* Problem 1: Condense the paragraph in the forum thread on SSD flushing that begins "We've looked at NVMe command traces" into a short bulleted list that keeps its main facts.
* Problem 2: According to the forum thread on SSD flushing, which other Macs share the flush problem of M1 Macs?

* Document section:
But then the M1 Mac is slower when flushing then most SSDs out there and even some HDDs. I think if most SSDs wouldn't flush data at all we would know of that and I should have run into problems with the few docent hard resets I ran into in the last few years. (And sure there are probably some SSDs which cheap out on cache flushing in a dangerous way, but most shouldn't as far as I can tell).
We’d see data loss only if the power loss or hard reset happened before the data is actually flushed. After the data is accepted into the buffer there would be a narrow time window when it could occur. Also, a hard reset on the computer side may not be reflected on the storage embedded electronics.
It isn't, because otherwise it would be showing the ~same performance with and without sync commands, as I showed in the thread. There is a significant performance loss for every drive, but Apple's is way worse.
There is no real excuse for a single sector write to take ~20ms to flush to NAND, all the while the NAND controller is generating some 10MB/s of DRAM traffic. This is a dumb firmware design issue.
This affects T2 Macs too, which use the same NVMe controller design as M1 Macs.
We've looked at NVMe command traces from running macOS under a transparent hypervisor. We've issued NVMe commands outside of Linux from a bare-metal environment. The 20ms flush penalty is there for Apple's NVMe implementation. It's not some OS thing. And other drives don't have it. And I checked and Apple's NVMe controller is doing 10MB/s of DRAM memory traffic when issued flushes, for some reason (yes, we can get those stats). And we know macOS does not properly flush with just fsync() because it actively loses data on hard shutdowns. We've been fighting this issue for a while now, it's just that it only just hit us yesterday/today that there is no magic in macOS - it just doesn't flush, and doesn't guarantee data persistence, on fsync().
Ive just been scanning through linux kernel code (inc ext4). Are you sure that its not issuing a PREFLUSH? What are your barrier options on the mount? I think you will find these are going to be more like F_BARRIERFSYNC.
Those are Linux concepts. What you're looking for is the actual NVMe commands. There's two things: FLUSH (which flushes the whole cache), and a WRITE with the FUA bit set (which basically turns that write into write-through, but does not guarantee anything about other commands). The latter isn't very useful for most cases, since you usually want at least barrier semantics if not a full flush for previously completed writes. And that leaves you with FLUSH. Which is the one that takes 20ms on these drives.

* Dataset section:
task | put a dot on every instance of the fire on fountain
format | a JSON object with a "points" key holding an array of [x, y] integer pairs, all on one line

* Correct response 1:
- NVMe command traces were examined by running macOS under a transparent hypervisor, and NVMe commands were also issued from a bare-metal environment outside Linux.
- Apple's NVMe implementation has a 20ms flush penalty. This is not caused by the OS, and other drives don't have it.
- During flushes, Apple's NVMe controller generates 10MB/s of DRAM memory traffic.
- macOS does not flush on fsync() alone and does not guarantee data persistence, as shown by data loss on hard shutdowns.

* Correct response 2: T2 Macs, which use the same NVMe controller design as M1 Macs.